Could you return the whole listing, character for character?
Material for this exercise Start Marker
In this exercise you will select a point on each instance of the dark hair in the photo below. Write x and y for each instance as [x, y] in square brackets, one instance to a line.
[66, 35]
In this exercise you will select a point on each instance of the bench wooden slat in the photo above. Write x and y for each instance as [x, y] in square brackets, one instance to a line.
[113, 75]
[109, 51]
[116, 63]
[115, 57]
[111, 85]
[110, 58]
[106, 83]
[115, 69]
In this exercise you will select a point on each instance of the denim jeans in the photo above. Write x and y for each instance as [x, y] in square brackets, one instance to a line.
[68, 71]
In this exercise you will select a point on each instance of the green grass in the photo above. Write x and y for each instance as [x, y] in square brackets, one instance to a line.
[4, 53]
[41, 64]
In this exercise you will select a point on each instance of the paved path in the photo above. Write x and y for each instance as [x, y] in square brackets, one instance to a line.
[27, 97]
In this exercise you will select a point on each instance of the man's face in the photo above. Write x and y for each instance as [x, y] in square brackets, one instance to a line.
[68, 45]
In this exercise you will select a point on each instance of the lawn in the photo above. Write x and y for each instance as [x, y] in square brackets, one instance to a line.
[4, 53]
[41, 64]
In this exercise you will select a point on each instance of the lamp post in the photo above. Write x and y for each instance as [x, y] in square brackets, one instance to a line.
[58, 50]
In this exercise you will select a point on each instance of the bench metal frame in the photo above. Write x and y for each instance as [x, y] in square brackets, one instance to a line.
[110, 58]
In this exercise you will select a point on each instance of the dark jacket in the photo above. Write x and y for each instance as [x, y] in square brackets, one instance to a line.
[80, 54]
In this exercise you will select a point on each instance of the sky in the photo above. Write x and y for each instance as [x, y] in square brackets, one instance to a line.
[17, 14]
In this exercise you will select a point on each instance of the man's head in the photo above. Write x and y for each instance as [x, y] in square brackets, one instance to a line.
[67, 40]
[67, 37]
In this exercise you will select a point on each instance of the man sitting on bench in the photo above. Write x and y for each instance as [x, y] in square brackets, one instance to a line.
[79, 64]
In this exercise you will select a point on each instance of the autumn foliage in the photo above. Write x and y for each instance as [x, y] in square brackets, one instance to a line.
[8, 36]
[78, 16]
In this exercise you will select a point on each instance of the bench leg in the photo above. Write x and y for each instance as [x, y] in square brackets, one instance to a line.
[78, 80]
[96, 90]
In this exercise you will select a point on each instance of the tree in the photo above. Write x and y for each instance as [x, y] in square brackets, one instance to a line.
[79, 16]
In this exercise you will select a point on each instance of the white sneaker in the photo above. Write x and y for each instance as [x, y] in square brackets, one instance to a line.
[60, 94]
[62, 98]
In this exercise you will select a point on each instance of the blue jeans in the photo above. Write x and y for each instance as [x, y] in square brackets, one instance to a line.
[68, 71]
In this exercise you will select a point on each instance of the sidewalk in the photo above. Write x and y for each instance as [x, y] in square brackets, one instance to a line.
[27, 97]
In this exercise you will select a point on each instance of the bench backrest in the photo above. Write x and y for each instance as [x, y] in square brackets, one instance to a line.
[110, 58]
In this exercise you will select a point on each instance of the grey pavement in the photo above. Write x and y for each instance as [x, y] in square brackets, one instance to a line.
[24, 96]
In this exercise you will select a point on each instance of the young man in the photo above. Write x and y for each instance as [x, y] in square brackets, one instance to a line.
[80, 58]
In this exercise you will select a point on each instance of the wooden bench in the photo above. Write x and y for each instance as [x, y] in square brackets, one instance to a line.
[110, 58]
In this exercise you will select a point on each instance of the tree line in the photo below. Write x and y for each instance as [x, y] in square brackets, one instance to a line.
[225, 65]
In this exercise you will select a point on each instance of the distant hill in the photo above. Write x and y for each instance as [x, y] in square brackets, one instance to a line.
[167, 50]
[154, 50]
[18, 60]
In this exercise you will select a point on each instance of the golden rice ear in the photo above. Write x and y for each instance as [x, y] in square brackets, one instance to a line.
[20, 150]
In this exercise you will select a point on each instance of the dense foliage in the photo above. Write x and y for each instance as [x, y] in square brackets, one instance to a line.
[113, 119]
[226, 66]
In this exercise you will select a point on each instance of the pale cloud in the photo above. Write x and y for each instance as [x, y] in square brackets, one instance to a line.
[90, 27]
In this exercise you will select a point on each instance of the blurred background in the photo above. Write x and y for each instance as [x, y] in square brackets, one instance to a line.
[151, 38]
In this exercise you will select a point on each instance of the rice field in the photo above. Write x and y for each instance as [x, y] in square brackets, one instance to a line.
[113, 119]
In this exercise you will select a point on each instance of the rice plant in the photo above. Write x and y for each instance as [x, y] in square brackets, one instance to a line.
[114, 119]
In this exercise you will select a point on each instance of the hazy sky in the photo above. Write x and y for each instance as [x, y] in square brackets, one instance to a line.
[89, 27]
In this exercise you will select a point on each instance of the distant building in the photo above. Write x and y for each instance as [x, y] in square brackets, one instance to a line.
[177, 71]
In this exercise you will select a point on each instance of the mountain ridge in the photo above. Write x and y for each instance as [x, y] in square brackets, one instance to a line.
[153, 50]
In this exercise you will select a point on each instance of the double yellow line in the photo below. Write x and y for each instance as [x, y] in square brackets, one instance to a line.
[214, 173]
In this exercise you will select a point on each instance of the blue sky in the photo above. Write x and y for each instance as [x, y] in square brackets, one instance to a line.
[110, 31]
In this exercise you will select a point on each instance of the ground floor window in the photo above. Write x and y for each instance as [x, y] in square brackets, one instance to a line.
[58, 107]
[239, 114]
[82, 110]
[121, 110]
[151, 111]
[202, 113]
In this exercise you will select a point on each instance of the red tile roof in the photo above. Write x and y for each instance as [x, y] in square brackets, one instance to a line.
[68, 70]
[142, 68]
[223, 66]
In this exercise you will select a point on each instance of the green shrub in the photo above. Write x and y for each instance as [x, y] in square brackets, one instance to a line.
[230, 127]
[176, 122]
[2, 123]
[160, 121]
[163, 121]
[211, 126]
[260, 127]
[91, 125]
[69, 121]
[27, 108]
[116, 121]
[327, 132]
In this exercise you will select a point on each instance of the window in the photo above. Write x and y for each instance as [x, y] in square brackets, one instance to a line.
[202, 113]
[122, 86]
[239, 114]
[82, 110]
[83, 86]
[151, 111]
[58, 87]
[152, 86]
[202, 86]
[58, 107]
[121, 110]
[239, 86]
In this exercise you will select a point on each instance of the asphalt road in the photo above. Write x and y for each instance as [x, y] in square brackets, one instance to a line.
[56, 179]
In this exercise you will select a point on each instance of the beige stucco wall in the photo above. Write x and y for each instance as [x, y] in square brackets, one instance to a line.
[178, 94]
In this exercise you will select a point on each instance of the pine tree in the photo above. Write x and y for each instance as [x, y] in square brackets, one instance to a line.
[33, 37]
Material for this exercise End Marker
Answer below
In this exercise you will select a point on each instance of the dark hair in the photo below. Write x and y for each instance as [x, y] in square brackets, one instance to a line.
[66, 35]
In this exercise you will select a point on each instance of the bench wooden slat in the photo above. Write x and y for each instance as [x, y] in square brackets, one instance to a line.
[113, 75]
[109, 51]
[116, 63]
[115, 57]
[111, 85]
[110, 58]
[106, 83]
[115, 69]
In this exercise you will select a point on each instance of the denim jeans in the photo above. Write x and y for each instance as [x, y] in square brackets, one instance to a line.
[68, 71]
In this exercise you will select a point on each instance of the green grass in the photo above. Write x and y for each instance as [x, y] in square brackets, one instance to a line.
[4, 53]
[41, 64]
In this exercise you will select a point on each instance of the paved path in the photo above. Write x and y for each instance as [x, y] in square brackets, one instance to a line.
[27, 97]
In this exercise you will select a point on each instance of the man's face in the photo above. Write x and y for each instance as [x, y] in square brackets, one instance to a line.
[68, 45]
In this exercise you will select a point on each instance of the lawn in the photo above. Write x and y for each instance as [x, y] in square brackets, one instance to a line.
[4, 53]
[41, 64]
In this exercise you will select a point on each instance of the lamp post in the photo above. Write x and y for each instance as [x, y] in square brackets, one instance to a line.
[58, 50]
In this exercise you will select a point on each instance of the bench metal frame in the photo above. Write x and y for each instance as [x, y] in square brackets, one instance to a line.
[110, 58]
In this exercise you will select a point on each instance of the dark jacket in the photo above. Write x and y for each instance as [x, y] in square brackets, one instance to a line.
[80, 54]
In this exercise you will select a point on each instance of the sky in the photo above. Write x and y for each instance as [x, y] in square brackets, one instance to a line.
[17, 14]
In this exercise you will select a point on each instance of the man's head in the photo above. Write x and y for each instance as [x, y] in square brackets, one instance to a line.
[67, 40]
[67, 37]
In this exercise you will select a point on each instance of the man sitting on bench in the photo above. Write x and y for each instance as [x, y] in square brackets, one instance to a line.
[79, 64]
In this exercise you will select a point on each instance of the autumn foliage in the photo above. Write x and y for each instance as [x, y] in square brackets, one instance to a line.
[8, 36]
[78, 16]
In this exercise you will select a point on each instance of the bench leg in the photo above. Write x and y for each instance as [x, y] in square brackets, one instance to a line.
[78, 80]
[96, 90]
In this exercise you will select a point on each instance of the tree in the photo above. Write x and y for each instance as [x, y] in square brackets, one instance to a line.
[79, 16]
In this exercise you will select a point on each instance of the white sneaker in the photo above. Write x and y for each instance as [x, y] in square brackets, one instance to a line.
[60, 94]
[62, 98]
In this exercise you will select a point on each instance of the blue jeans in the photo above. Write x and y for each instance as [x, y] in square brackets, one instance to a line.
[68, 71]
In this exercise you will select a point on each instance of the sidewalk in the photo above. Write x and y for each instance as [x, y] in square brackets, one instance to a line.
[27, 97]
In this exercise you will select a point on each instance of the bench backrest in the photo above. Write x and y for each instance as [x, y] in square brackets, one instance to a line.
[110, 58]
In this exercise you will select a point on each instance of the grey pavement in the photo above. Write x and y for each instance as [x, y] in square brackets, one instance to a line.
[24, 96]
In this exercise you will select a point on each instance of the young man in the photo above. Write x and y for each instance as [x, y] in square brackets, one instance to a line.
[80, 58]
In this exercise you will select a point on each instance of the wooden bench in the photo above. Write x and y for each instance as [x, y] in square brackets, one instance to a line.
[110, 58]
In this exercise you will select a point on each instance of the tree line in the photo below. Write x and y for each instance as [x, y] in square brackets, one instance to a line.
[225, 65]
In this exercise you will select a point on each instance of the distant hill in the photo above. Write x and y for each instance as [x, y] in square brackets, one instance to a line.
[167, 50]
[154, 50]
[18, 60]
In this exercise you will select a point on each instance of the golden rice ear in the photo above. Write x and y for each instance as [x, y] in square brackets, one instance to a line.
[20, 150]
In this exercise you will select a point on each instance of the dense foliage in the photo above. Write x and y for each instance as [x, y] in square brackets, one instance to a line.
[113, 119]
[226, 66]
In this exercise you will select a point on each instance of the pale cloud in the photo above. Write x and y for each instance as [x, y] in square brackets, one instance to a line.
[90, 27]
In this exercise you will select a point on each instance of the blurred background in the photo above. Write x and y for each instance as [x, y] in square brackets, one instance to a line.
[151, 38]
In this exercise you will select a point on each instance of the rice field in the photo above. Write x and y for each instance as [x, y] in square brackets, one instance to a line.
[113, 119]
In this exercise you will select a point on each instance of the rice plant in the photo above. Write x and y for each instance as [x, y] in square brackets, one instance to a line.
[114, 119]
In this exercise you will select a point on each instance of the hazy sky in the photo above. Write x and y for each instance as [x, y] in square brackets, one instance to a line.
[89, 27]
In this exercise you will select a point on each instance of the distant building in the photo above. Write x and y for each instance as [x, y] in square brackets, one instance to a line.
[177, 71]
In this exercise you will select a point on each instance of the mountain ridge in the photo above. Write x and y for each instance as [x, y] in square brackets, one instance to a line.
[153, 50]
In this exercise you will select a point on each instance of the double yellow line in the photo below. Write x and y for each instance as [x, y] in square brackets, one instance to a line.
[214, 173]
In this exercise you will select a point on each instance of the blue sky in the photo above. Write x and y for each instance as [x, y] in square brackets, one instance to a line.
[110, 31]
In this exercise you will select a point on each instance of the ground floor window in the photo above. Write x and y for each instance as [x, y] in square brackets, one instance to a line.
[58, 107]
[239, 114]
[82, 110]
[121, 110]
[151, 111]
[202, 113]
In this exercise you will select a point on each instance of the red tile roof in the photo above. Write x and y for each instance as [x, y] in square brackets, one instance to a line.
[68, 70]
[142, 68]
[223, 66]
In this exercise you will select a point on each instance of the green shrub in the photo above. Write x and y for each instance as [x, y] in square brackets, one instance to a line.
[230, 127]
[176, 122]
[2, 123]
[160, 121]
[163, 121]
[211, 126]
[260, 127]
[91, 125]
[69, 121]
[27, 108]
[116, 121]
[327, 132]
In this exercise you will select a point on each instance of the window in the photo above. Write x and y for each instance as [x, y] in square brackets, one instance to a line.
[202, 113]
[122, 86]
[239, 114]
[82, 110]
[83, 86]
[151, 111]
[58, 87]
[152, 86]
[202, 86]
[58, 107]
[121, 110]
[239, 86]
In this exercise you will select a point on each instance of the asphalt road in the photo above. Write x and y for each instance as [x, y] in square brackets, one instance to a line.
[56, 179]
In this exercise you will select a point on each instance of the beige stucco wall in the photo above. Write x and y for each instance as [x, y] in square brackets, one instance to a line.
[178, 94]
In this exercise you will select a point on each instance of the pine tree in the photo above. Write x and y for each instance as [x, y] in square brackets, one instance to a line.
[33, 37]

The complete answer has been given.